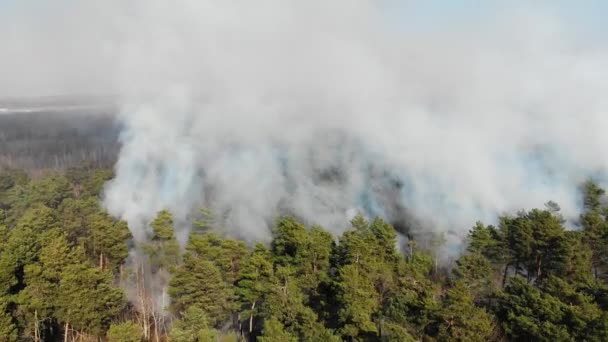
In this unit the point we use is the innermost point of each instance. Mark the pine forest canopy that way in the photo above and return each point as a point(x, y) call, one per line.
point(66, 274)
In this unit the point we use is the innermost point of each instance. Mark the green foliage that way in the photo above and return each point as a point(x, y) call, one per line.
point(193, 327)
point(460, 320)
point(274, 331)
point(163, 249)
point(199, 283)
point(529, 278)
point(124, 332)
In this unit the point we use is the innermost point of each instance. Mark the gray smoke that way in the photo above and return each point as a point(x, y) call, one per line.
point(328, 108)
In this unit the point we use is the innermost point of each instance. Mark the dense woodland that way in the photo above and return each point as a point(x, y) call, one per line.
point(70, 272)
point(58, 140)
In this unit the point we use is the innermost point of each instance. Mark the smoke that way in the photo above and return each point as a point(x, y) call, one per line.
point(328, 108)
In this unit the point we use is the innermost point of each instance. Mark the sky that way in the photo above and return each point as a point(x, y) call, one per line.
point(476, 110)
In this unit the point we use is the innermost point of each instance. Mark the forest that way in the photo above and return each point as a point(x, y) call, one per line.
point(71, 272)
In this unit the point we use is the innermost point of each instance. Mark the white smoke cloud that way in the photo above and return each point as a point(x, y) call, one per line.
point(325, 108)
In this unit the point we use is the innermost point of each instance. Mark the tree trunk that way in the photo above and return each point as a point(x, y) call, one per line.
point(251, 318)
point(65, 333)
point(36, 327)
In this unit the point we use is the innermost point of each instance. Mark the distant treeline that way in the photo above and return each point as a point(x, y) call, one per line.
point(65, 276)
point(57, 140)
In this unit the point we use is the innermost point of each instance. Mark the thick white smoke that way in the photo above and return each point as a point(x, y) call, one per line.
point(325, 108)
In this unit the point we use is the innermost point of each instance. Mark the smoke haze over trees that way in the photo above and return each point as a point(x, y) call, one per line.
point(187, 171)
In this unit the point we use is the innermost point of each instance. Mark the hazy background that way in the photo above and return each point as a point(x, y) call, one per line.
point(432, 113)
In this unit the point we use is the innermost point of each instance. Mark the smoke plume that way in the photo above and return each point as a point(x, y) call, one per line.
point(327, 108)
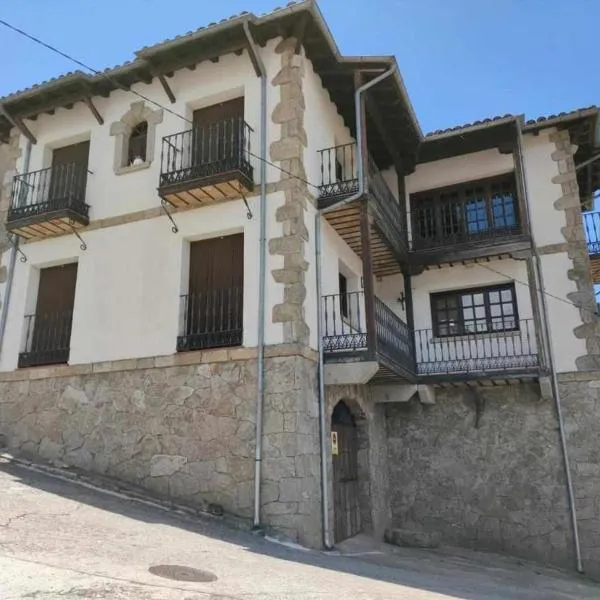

-------

Reproduce the entries above word for word, starting at their beginning and continuing up to and including the line containing "point(36, 327)". Omit the pictures from your copy.

▶ _The response_
In this unit the point we use is the innermost point of each instance. Mark the pine forest canopy that way in the photo above and return each point as a point(x, y) call, one per line.
point(66, 274)
In this unit the point we use is the innermost point of each instance. Mark the green foliage that way in the photo above and return each point as a point(x, y) call, one per line.
point(193, 327)
point(460, 320)
point(274, 331)
point(163, 249)
point(199, 283)
point(529, 278)
point(124, 332)
In this unit the point we use is the innermost point of each instance. Mark the gray smoke that way in the photo above and return each point as a point(x, y) call, one per line.
point(328, 108)
In this unit the point we use is the innermost point of each instance. Mark the dense woodland that way in the photo above and return each point as a point(x, y) call, one per line.
point(70, 272)
point(58, 140)
In this unit the point we use is the innermost point of each instance. Mark the smoke that way in the photo above and return each point as a point(x, y) call, one per line.
point(328, 108)
In this unit the point we use is the innermost point of each instance. Mark the sky that way in the photo above and return each point as a point(x, y) call, one per line.
point(476, 110)
In this unit the point we use is the innermost point of each instance. Mark the forest that way in the photo above and return each point as a point(x, y) call, one per line.
point(71, 272)
In this unit the point we use is the innermost point of each instance. Mark the white smoke cloud that way in the photo above and return each point as a point(x, y) call, one per line.
point(325, 108)
In this unit the point we use is the innermost point of each instance. Mark the tree trunk that way in the photo above and return each point as a point(x, y) call, one per line.
point(251, 318)
point(65, 333)
point(36, 327)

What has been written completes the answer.